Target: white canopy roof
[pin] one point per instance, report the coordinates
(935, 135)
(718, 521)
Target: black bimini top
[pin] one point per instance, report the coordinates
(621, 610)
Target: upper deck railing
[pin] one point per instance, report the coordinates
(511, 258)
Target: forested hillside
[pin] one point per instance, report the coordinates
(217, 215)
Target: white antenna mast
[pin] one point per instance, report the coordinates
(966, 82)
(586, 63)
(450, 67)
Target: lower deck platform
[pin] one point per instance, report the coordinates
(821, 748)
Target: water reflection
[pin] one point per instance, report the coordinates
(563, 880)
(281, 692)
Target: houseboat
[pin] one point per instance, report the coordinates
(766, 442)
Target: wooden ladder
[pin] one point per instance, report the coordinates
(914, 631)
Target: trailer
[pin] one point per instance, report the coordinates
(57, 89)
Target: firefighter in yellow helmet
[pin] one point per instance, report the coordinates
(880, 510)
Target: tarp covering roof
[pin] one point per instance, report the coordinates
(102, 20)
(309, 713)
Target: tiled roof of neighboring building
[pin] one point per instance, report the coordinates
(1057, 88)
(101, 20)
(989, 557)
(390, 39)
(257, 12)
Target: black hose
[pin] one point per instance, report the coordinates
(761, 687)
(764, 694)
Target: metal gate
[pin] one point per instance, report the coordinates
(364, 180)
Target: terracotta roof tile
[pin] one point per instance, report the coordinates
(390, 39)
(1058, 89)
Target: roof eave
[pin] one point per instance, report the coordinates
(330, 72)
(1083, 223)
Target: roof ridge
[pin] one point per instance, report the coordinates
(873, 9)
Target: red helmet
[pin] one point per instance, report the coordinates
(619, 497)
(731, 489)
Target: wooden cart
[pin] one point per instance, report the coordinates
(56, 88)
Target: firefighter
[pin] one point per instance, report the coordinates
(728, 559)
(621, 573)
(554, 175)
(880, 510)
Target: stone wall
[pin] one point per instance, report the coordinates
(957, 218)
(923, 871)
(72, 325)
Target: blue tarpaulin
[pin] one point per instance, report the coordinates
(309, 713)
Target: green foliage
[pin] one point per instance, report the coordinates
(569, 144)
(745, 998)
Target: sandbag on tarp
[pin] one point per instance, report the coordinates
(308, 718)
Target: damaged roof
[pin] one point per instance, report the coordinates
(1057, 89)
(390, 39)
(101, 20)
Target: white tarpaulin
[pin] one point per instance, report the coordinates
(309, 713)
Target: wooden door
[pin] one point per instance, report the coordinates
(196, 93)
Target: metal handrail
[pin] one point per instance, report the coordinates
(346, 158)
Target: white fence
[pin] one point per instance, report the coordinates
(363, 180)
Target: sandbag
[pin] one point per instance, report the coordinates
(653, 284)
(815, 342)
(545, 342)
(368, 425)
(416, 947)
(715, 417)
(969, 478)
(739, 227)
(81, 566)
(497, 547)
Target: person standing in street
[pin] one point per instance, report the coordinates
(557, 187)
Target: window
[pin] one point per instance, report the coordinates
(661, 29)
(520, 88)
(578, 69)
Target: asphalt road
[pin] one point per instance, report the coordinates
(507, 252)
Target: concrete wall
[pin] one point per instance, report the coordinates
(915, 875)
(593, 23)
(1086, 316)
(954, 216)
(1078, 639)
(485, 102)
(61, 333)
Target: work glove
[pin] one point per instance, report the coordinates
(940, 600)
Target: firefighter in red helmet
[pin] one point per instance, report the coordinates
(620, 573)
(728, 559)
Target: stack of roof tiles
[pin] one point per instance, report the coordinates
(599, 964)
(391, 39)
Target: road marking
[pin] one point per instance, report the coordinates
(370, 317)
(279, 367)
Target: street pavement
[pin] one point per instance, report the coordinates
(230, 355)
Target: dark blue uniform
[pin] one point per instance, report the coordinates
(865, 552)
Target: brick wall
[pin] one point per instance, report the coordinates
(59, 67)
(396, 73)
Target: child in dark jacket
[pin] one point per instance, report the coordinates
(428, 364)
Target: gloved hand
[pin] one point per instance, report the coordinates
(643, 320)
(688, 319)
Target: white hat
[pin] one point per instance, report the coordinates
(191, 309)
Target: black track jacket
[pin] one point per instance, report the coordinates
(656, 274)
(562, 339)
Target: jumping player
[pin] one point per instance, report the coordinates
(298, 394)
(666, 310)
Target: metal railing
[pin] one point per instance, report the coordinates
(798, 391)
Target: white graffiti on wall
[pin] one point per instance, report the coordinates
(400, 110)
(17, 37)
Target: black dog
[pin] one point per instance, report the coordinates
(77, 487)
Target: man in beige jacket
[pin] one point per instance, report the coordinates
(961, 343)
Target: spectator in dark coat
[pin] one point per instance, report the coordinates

EXERCISE INSTRUCTIONS: Reproduce each record exactly as it appears.

REPLY:
Target: white canopy roof
[pin] one point per instance, report the coordinates
(935, 135)
(718, 521)
Target: black bimini top
[pin] one point per instance, report the coordinates
(621, 610)
Target: upper deck railing
[pin] one point per instance, report the coordinates
(511, 258)
Target: forested hillside
[pin] one point per instance, report the coordinates
(217, 215)
Target: white antenna mast
[pin] one point per instance, report the coordinates
(966, 82)
(586, 63)
(450, 67)
Target: lower deck platform
[pin] one point per instance, report the coordinates
(821, 748)
Target: water reflection
[pin] one point per instance, report the coordinates
(563, 880)
(281, 692)
Target: houseboat
[pin] one point per instance, report the coordinates
(766, 442)
Target: wooden ladder
[pin] one point per instance, report the coordinates
(914, 631)
Target: trailer
[pin] one point per instance, report the coordinates
(57, 89)
Target: firefighter in yellow helmet
[pin] one point per instance, report the coordinates
(880, 510)
Target: tarp covering roof
[pin] one point per instance, report the coordinates
(102, 20)
(309, 713)
Target: tiled roof of neighboring building
[pin] one point per instance, report the coordinates
(1057, 88)
(101, 20)
(989, 557)
(390, 39)
(257, 12)
Target: black hose
[pin] one point per instance, report the coordinates
(761, 687)
(764, 694)
Target: metal gate
[pin] one point per instance, report the coordinates
(364, 180)
Target: terracotta roof tile
[pin] one point per instance, report the coordinates
(390, 39)
(1058, 89)
Target: roof eave
[pin] one point per instance, report the coordinates
(330, 72)
(1083, 223)
Target: roof ridge
[pin] one point per instance, report the coordinates
(873, 9)
Target: red helmet
[pin] one point per instance, report the coordinates
(619, 497)
(731, 489)
Target: wooden cart
[pin] one point per instance, report the coordinates
(56, 88)
Target: firefighter
[pin] one point per instance, report the coordinates
(728, 559)
(621, 573)
(554, 175)
(880, 510)
Target: stone wall
[pin] one point per instance, report the coordinates
(957, 218)
(923, 871)
(72, 325)
Target: blue tarpaulin
[pin] one point per instance, report the coordinates
(309, 713)
Target: green foliage
[pin] one point per instance, report the coordinates
(569, 144)
(745, 998)
Target: sandbag on tarp
[pin] one point per instance, report the coordinates
(308, 718)
Target: damaged roof
[pin] one point per instance, report the coordinates
(1057, 89)
(390, 39)
(101, 20)
Target: white tarpaulin
[pin] one point per instance, report the coordinates
(309, 713)
Target: wooden door
[pin] one point per instance, report the coordinates
(196, 93)
Target: metal handrail
[pin] one point per instance, report the coordinates
(346, 158)
Target: white fence
[pin] one point per instance, report the coordinates
(363, 180)
Target: sandbag
[pin] one point per instance, report the coordinates
(653, 284)
(815, 342)
(545, 342)
(368, 425)
(416, 947)
(715, 417)
(969, 478)
(739, 227)
(81, 566)
(497, 547)
Target: person standing in street
[pin] one point per instance, report the coordinates
(557, 187)
Target: window
[pin] one point per instance, report the coordinates
(661, 29)
(520, 88)
(578, 69)
Target: asphalt road
[pin] one point per instance, report the coordinates
(507, 252)
Target: concrete wall
[pin] one point per instance, report the coordinates
(915, 875)
(593, 23)
(1086, 316)
(954, 216)
(1078, 639)
(485, 102)
(61, 333)
Target: work glove
[pin] one point per instance, report the coordinates
(940, 600)
Target: firefighter in red helmet
[pin] one point per instance, report the coordinates
(620, 573)
(728, 559)
Target: stack of roof tiles
[pin] one point per instance, report the coordinates
(599, 964)
(391, 39)
Target: road marking
[pin] one point per instance, report the coordinates
(370, 317)
(279, 367)
Target: street pavement
[pin] one point per instance, report the coordinates
(230, 355)
Target: dark blue uniform
[pin] one point per instance, report the coordinates
(865, 552)
Target: brick wall
[pin] one point per instance, report the coordinates
(59, 67)
(396, 73)
Target: child in dark jacket
[pin] one point per instance, report the coordinates
(428, 364)
Target: gloved hand
[pin] one point per instance, report the coordinates
(643, 320)
(688, 319)
Target: white hat
[pin] one point per instance, report the coordinates
(191, 309)
Target: black track jacket
[pin] one point per instance, report the coordinates
(656, 274)
(562, 339)
Target: jumping player
[pin] one point per instance, report the coordinates
(298, 394)
(666, 310)
Target: metal railing
[pin] one point per instance, report the coordinates
(798, 391)
Target: white graffiti on wall
[pin] one point per instance, report the coordinates
(400, 110)
(17, 37)
Target: black dog
[pin] one point per instance, report the coordinates
(77, 487)
Target: man in beige jacket
[pin] one point per instance, report the coordinates
(961, 343)
Target: spectator in dark coat
[pin] one point per instance, report the coordinates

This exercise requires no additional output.